# Stated exercise
Collect every line in the entries below that contains the word "hand". Match case exactly.

# Exercise input
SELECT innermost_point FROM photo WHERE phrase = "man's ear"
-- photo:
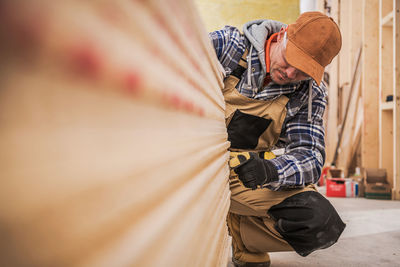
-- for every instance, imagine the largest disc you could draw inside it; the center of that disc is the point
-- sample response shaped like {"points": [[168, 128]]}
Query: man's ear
{"points": [[280, 34]]}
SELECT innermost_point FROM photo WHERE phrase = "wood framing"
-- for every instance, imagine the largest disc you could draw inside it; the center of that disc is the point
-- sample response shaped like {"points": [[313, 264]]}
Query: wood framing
{"points": [[369, 92]]}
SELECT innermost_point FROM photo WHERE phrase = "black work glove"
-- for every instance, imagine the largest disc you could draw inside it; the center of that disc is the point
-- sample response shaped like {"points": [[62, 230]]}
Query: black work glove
{"points": [[252, 170]]}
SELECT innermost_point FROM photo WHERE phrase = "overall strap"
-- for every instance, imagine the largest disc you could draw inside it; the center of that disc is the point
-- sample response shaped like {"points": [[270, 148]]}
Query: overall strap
{"points": [[241, 67]]}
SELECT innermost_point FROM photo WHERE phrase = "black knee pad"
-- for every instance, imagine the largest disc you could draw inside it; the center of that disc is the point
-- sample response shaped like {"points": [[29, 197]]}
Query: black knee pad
{"points": [[307, 221]]}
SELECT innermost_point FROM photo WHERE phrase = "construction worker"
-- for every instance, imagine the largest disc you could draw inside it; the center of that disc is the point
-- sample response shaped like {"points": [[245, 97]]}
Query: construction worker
{"points": [[275, 99]]}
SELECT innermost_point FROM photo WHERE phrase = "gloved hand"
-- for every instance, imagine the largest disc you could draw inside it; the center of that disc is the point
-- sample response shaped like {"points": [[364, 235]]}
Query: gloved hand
{"points": [[251, 169]]}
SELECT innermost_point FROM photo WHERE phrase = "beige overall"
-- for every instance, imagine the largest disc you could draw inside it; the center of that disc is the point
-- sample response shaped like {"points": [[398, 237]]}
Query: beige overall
{"points": [[252, 230]]}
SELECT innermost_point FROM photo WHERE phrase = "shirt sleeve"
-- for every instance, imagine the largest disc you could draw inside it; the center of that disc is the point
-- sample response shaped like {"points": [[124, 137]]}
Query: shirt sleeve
{"points": [[304, 146], [229, 45]]}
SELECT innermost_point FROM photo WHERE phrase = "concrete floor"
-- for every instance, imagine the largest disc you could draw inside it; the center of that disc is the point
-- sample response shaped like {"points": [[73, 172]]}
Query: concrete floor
{"points": [[371, 237]]}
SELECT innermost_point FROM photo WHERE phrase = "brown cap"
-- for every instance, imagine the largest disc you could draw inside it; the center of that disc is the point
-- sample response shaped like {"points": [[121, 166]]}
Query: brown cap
{"points": [[313, 41]]}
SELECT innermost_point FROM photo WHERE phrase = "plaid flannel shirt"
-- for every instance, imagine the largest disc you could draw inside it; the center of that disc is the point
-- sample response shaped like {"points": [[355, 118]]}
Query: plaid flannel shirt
{"points": [[302, 140]]}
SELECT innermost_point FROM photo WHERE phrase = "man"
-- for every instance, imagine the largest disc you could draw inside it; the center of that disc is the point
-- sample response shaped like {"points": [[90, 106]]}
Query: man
{"points": [[275, 99]]}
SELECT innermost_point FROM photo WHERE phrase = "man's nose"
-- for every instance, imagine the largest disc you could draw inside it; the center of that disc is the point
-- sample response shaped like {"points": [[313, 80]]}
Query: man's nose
{"points": [[291, 72]]}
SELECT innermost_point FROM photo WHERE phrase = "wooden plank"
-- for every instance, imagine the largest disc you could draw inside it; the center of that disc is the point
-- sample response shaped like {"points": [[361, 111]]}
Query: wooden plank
{"points": [[332, 107], [113, 142], [370, 85], [387, 21], [348, 114]]}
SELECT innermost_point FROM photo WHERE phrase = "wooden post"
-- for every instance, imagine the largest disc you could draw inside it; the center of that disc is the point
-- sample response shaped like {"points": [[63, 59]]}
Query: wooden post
{"points": [[369, 90], [396, 111], [332, 109]]}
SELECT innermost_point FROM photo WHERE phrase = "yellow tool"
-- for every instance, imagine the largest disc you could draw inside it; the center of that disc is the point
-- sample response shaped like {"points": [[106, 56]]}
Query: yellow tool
{"points": [[239, 158]]}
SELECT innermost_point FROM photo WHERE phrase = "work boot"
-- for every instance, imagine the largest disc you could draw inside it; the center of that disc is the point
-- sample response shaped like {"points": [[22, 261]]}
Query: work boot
{"points": [[238, 263]]}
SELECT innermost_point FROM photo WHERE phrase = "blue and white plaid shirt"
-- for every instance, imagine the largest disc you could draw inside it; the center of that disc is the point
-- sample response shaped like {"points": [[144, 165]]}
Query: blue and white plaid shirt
{"points": [[303, 140]]}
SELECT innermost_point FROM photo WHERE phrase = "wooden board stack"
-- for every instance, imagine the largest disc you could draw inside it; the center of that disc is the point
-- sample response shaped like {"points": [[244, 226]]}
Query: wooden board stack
{"points": [[113, 143]]}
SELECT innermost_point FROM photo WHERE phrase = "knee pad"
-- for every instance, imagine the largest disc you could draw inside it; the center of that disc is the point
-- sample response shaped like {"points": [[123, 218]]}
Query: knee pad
{"points": [[307, 221]]}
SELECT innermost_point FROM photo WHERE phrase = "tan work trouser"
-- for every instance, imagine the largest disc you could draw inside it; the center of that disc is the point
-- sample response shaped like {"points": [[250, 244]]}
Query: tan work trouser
{"points": [[252, 229]]}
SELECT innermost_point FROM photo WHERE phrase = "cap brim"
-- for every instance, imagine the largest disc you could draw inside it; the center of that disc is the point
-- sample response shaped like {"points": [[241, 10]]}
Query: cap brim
{"points": [[300, 60]]}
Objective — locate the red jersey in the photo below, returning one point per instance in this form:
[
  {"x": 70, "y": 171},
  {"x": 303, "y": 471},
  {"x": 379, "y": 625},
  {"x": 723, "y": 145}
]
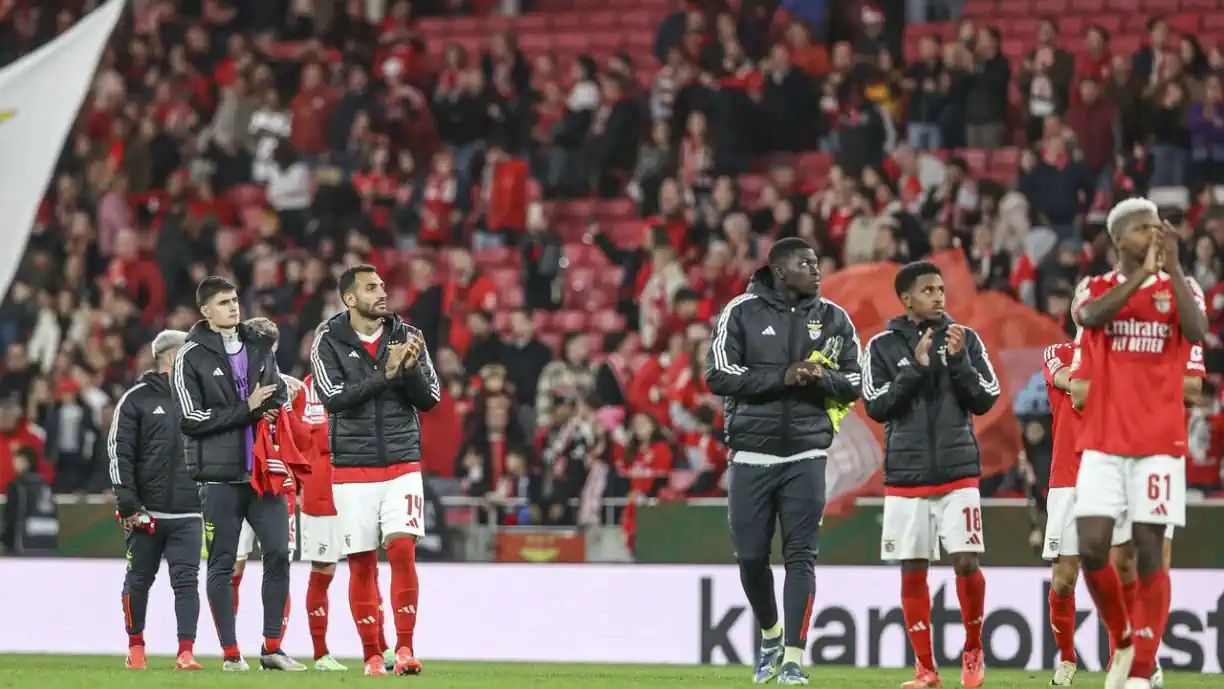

# Task solution
SELECT innermost_point FROM photo WHERE phrase = "gloved hand"
Query: gloved hand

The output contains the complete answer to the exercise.